By Christine McKnight
The University awarded 2,322 undergraduate degrees, 1,353 master's degrees and certificates of advanced study and 174 doctoral degrees during its commencement exercises.
Indiana U.S. Senator Richard Lugar, State Senate Majority Leader Joseph Bruno, Renowned Sociologist Matilda White Riley Highlight University at Albany Commencement
Richard Lugar, the senior United States senator from Indiana, urged graduates at the University at Albany's 153rd Commencement on Sunday, May 18 to "continue to develop your own capacities as truth seekers and truth tellers through study and public witness."
"The idea of searching for the truth and then telling the truth as you have found it is a difficult but not a new idea. What is new today is our public recognition and celebration of each of you as potential champions who will enrich the dialogue of our society and renew the idealism and hope that undergirds the best moments of our lives," said Lugar, best known as an advocate for U.S. interests in the international arena. He is a former chairman of the Senate Foreign Relations Committee.
Besides delivering the keynote address at the University's undergraduate commencement ceremonies, Lugar was awarded an honorary Doctor of Law degree.
Lugar, a Republican who was first elected to the Senate in 1976, has been a longtime champion of excellence in education and won a seat on the Indianapolis Board of School Commissioners in his first run for public office. A Rhodes scholar, he is a trustee of his alma mater, Denison University, and vice chairman of the board and a former instructor at the University of Indianapolis. Lugar is also recognized as a leading expert on economic development, housing and other urban issues, and currently serves as chairman of the Senate Agriculture Committee. He continues to serve on the Foreign Relations Committee, which he formerly chaired.

**LIST OF TASKS**
**A.** Transcribe a passage from the commencement article, beginning at the words "Besides delivering the" and stopping after "he formerly chaired.".
**B.** According to the commencement article, how many doctoral degrees did the University award during its commencement exercises?
**C.** Resume the article about the University at Albany commencement, picking up after its final sentence.
These items come from a separate source, unrelated to the commencement article.

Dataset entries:
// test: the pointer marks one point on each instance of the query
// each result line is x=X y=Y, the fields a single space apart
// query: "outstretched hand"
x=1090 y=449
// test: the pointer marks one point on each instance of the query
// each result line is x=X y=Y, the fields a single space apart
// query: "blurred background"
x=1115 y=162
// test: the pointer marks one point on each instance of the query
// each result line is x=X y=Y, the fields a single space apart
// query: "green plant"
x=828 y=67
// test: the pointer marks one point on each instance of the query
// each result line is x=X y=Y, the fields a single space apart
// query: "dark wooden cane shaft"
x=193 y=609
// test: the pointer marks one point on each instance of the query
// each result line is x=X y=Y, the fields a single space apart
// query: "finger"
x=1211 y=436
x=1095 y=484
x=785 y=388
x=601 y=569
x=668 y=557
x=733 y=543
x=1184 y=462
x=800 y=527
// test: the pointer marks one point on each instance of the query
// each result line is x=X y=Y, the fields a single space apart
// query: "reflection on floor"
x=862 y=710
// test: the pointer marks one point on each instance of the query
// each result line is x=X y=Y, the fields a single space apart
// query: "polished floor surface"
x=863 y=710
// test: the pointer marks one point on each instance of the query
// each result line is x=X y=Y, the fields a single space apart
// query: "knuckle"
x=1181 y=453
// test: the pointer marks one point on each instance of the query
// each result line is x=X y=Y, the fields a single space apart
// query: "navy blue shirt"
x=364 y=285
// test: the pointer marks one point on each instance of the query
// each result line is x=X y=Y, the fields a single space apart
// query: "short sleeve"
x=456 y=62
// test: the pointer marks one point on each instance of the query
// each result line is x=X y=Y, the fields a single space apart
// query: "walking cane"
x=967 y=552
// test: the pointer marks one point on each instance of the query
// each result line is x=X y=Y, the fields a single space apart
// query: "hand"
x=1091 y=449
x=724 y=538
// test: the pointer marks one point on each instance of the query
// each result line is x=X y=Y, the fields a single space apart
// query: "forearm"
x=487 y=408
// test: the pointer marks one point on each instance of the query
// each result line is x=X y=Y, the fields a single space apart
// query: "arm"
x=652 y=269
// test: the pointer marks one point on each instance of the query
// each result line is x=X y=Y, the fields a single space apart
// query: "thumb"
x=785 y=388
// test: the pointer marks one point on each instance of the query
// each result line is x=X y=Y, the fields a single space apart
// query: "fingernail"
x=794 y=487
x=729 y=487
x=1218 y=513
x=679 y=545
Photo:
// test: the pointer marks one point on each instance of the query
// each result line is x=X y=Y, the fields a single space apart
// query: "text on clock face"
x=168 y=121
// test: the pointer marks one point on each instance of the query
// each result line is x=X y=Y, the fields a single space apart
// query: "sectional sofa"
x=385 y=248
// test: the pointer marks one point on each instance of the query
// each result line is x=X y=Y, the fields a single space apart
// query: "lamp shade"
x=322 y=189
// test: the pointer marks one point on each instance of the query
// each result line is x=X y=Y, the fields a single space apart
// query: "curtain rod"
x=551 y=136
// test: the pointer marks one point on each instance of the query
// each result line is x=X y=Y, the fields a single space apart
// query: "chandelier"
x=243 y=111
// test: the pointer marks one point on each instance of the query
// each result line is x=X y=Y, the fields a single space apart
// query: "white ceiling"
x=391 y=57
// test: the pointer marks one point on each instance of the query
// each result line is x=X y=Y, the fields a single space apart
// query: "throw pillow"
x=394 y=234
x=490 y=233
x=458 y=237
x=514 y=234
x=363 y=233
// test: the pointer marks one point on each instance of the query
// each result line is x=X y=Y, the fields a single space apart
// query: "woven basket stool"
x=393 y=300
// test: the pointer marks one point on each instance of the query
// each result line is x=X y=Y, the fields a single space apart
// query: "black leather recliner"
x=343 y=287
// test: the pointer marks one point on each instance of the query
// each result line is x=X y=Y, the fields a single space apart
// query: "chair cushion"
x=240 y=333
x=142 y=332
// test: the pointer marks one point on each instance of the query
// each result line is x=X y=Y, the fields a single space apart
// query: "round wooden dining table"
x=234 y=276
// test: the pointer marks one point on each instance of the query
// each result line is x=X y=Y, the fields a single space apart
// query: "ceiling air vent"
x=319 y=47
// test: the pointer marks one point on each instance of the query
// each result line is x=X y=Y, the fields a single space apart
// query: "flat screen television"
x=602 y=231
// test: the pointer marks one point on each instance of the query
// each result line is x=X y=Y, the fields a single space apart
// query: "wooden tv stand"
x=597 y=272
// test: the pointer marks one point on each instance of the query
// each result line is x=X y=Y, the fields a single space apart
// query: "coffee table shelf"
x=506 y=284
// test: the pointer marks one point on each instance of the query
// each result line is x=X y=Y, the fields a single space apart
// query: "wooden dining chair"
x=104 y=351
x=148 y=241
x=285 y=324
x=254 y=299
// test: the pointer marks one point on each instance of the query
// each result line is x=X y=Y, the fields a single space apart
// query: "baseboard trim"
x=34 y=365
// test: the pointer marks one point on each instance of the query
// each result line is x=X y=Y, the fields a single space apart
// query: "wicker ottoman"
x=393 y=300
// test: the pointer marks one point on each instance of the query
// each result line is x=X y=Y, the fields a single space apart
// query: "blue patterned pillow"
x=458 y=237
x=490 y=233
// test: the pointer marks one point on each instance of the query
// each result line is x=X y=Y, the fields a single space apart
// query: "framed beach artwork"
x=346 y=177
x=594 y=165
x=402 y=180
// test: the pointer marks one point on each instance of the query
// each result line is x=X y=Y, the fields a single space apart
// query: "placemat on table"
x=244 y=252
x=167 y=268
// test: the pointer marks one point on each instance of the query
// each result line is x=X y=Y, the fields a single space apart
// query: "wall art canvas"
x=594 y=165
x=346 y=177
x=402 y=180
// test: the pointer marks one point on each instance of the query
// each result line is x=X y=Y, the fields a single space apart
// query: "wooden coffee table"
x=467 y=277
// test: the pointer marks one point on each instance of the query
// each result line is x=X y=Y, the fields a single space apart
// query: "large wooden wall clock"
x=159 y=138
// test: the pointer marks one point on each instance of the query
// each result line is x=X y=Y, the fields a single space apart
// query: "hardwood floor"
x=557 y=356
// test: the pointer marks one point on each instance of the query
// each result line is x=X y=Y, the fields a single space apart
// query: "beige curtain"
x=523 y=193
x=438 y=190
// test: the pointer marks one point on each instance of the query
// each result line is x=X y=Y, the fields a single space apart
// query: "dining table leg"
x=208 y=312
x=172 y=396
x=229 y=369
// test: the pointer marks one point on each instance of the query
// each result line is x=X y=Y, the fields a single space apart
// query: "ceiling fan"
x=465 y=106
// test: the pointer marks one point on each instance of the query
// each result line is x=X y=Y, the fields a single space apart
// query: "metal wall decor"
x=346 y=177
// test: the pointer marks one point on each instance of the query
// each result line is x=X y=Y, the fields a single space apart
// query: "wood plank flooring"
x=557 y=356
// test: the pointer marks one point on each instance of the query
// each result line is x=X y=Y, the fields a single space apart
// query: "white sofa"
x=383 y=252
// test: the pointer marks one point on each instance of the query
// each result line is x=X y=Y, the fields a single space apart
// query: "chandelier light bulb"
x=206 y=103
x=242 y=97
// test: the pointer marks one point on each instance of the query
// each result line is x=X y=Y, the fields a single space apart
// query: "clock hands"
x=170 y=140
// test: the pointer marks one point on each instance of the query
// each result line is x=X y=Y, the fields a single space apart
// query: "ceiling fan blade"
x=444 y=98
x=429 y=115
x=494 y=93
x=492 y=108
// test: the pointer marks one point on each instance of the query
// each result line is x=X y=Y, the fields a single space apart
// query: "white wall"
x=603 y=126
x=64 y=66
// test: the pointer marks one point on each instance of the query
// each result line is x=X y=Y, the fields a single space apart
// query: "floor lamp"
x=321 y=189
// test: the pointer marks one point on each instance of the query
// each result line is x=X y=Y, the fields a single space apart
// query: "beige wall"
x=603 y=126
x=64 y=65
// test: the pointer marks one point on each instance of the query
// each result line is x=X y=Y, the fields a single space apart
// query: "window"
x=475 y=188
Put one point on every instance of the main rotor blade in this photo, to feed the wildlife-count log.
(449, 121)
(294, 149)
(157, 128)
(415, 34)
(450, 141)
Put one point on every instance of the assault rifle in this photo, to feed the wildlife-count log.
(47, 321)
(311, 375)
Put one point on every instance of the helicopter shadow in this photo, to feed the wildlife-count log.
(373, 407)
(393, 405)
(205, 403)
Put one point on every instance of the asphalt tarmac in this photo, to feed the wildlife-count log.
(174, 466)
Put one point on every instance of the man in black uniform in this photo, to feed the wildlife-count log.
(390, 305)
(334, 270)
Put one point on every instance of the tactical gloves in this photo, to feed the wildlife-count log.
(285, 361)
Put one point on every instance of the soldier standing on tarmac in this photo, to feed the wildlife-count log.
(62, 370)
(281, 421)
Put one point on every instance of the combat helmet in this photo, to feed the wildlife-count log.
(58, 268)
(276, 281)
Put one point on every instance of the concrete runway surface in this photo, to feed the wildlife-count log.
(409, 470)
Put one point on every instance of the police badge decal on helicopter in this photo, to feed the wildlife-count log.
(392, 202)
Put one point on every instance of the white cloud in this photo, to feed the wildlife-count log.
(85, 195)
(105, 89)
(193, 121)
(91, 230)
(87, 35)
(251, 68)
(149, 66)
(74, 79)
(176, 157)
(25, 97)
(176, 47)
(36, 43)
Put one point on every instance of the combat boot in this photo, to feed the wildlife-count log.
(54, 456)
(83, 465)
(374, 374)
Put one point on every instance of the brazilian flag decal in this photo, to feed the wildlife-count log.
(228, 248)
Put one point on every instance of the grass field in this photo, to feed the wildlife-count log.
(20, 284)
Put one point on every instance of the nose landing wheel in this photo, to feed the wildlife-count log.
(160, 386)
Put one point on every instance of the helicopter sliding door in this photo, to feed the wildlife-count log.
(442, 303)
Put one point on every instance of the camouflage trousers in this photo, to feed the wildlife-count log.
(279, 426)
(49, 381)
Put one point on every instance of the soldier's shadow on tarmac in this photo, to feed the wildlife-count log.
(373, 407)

**ANSWERS PER TASK**
**A.**
Besides delivering the keynote address at the University's undergraduate commencement ceremonies, Lugar was awarded an honorary Doctor of Law degree.
Lugar, a Republican who was first elected to the Senate in 1976, has been a longtime champion of excellence in education and won a seat on the Indianapolis Board of School Commissioners in his first run for public office. A Rhodes scholar, he is a trustee of his alma mater, Denison University, and vice chairman of the board and a former instructor at the University of Indianapolis. Lugar is also recognized as a leading expert on economic development, housing and other urban issues, and currently serves as chairman of the Senate Agriculture Committee. He continues to serve on the Foreign Relations Committee, which he formerly chaired.

**B.** 174

**C.**
State Senate Majority Leader Joseph Bruno, R-Brunswick, received the Medallion of the University, the highest award for distinguished service that the University bestows, during the morning ceremonies at the Pepsi Arena in downtown Albany.
The Medallion awarded to Bruno recognizes his "extraordinary public service and leadership on behalf of higher education and commitment to the fundamental values of American society." Bruno, who was first elected to the state Senate in 1976, recently played a leadership role in the University's acquisition and development of a high technology campus in East Greenbush which is the new home of the School of Public Health, and has contributed in innumerable ways to the support of the University, including working for funding for the Center for Environmental Sciences and Technology Management and the new library.
Dr. Matilda White Riley, a world-renowned figure in the field of sociology who is credited with having revolutionized our understanding of age and the aging process, received an honorary Doctor of Humane Letters degree at graduate ceremonies in the afternoon at the Recreation and Convocation Center on the Uptown Campus at 1400 Washington Ave. Dr. Riley is the senior social scientist at the National Institute on Aging, which is part of the National Institutes of Health in Bethesda, Md.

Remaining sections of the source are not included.